:: Testo di lettura

Secondo il Centro studi di Unimpresa, che ha rielaborato dati del Senato, in Europa si è assistito a una chiara tendenza al ribasso dei prezzi dei servizi di banda larga (Broadband), con una riduzione media del 20% tra il 2005 e il 2022. In questo scenario, l’Italia spicca per una performance ancora più marcata: nello stesso periodo, i prezzi sono scesi di circa il 45%, facendo del Paese uno degli esempi più virtuosi nell’ambito europeo in termini di benefici diretti per i consumatori.
Questa dinamica è stata frutto di una regolazione europea basata sull’accesso alle reti dell’operatore storico (Tim nel caso italiano), che ha permesso ai nuovi operatori di entrare nel mercato con costi sostenibili, favorendo così una concorrenza intensa e un conseguente abbassamento dei prezzi finali. Il confronto con altri mercati internazionali rafforza ulteriormente la percezione positiva del modello europeo e italiano in particolare: nel 2022, i prezzi medi europei per le offerte di telefonia fissa e mobile risultano nettamente inferiori rispetto a paesi come Stati Uniti e Giappone, dove la regolazione è differente.

::::
:: Voci estratte

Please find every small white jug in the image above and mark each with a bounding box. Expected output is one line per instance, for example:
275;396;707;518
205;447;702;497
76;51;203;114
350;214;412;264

::::
:: Voci estratte

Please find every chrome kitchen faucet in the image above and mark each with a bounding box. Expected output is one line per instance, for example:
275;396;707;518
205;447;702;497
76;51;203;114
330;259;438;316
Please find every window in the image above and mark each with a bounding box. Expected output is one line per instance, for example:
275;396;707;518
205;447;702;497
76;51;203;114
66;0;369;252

::::

Compito breve A:
Rispondi a queste domande sul testo relativo ai prezzi della banda larga:
(i) Di quanto sono calati in media i prezzi della banda larga in Europa tra il 2005 e il 2022?
(ii) Di quanto sono scesi i prezzi in Italia nello stesso periodo?
(iii) Quale operatore viene indicato come operatore storico nel caso italiano?
Compito breve B:
Riprendi il testo sui prezzi della banda larga e proseguilo a partire dall'ultima frase.

Risposta all'esercizio A:
(i) Del 20%.
(ii) Di circa il 45%.
(iii) Tim.

Risposta all'esercizio B:
Ad esempio, un utente statunitense paga in media più del doppio rispetto a un consumatore europeo per ogni Gigabyte di dati consumato (3,62 dollari contro 1,59 dollari), e circa tre volte e mezzo di più per servizi di banda larga mobile (34 dollari al mese contro 10 in Europa). Anche nei confronti della Corea del Sud, considerata un punto di riferimento tecnologico a livello globale, l’Unione europea registra prezzi medi più competitivi soprattutto nel segmento convergente, che include sia servizi di connettività fissa che mobile. Un vantaggio competitivo che riflette la capacità del modello europeo di incentivare la concorrenza attraverso un equilibrato intervento regolatorio.
Allo stesso tempo, la forte pressione competitiva sui prezzi non è esente da criticità. La competizione – incentrata prevalentemente sul costo per l’utente finale, pur generando indubbi vantaggi immediati per i consumatori – ha comportato anche una forte compressione dei margini operativi degli operatori, complicando la sostenibilità finanziaria delle aziende del settore telecomunicazioni. Un aspetto non secondario in un momento in cui il mercato richiede investimenti significativi per lo sviluppo delle nuove reti in fibra ottica e delle infrastrutture di nuova generazione.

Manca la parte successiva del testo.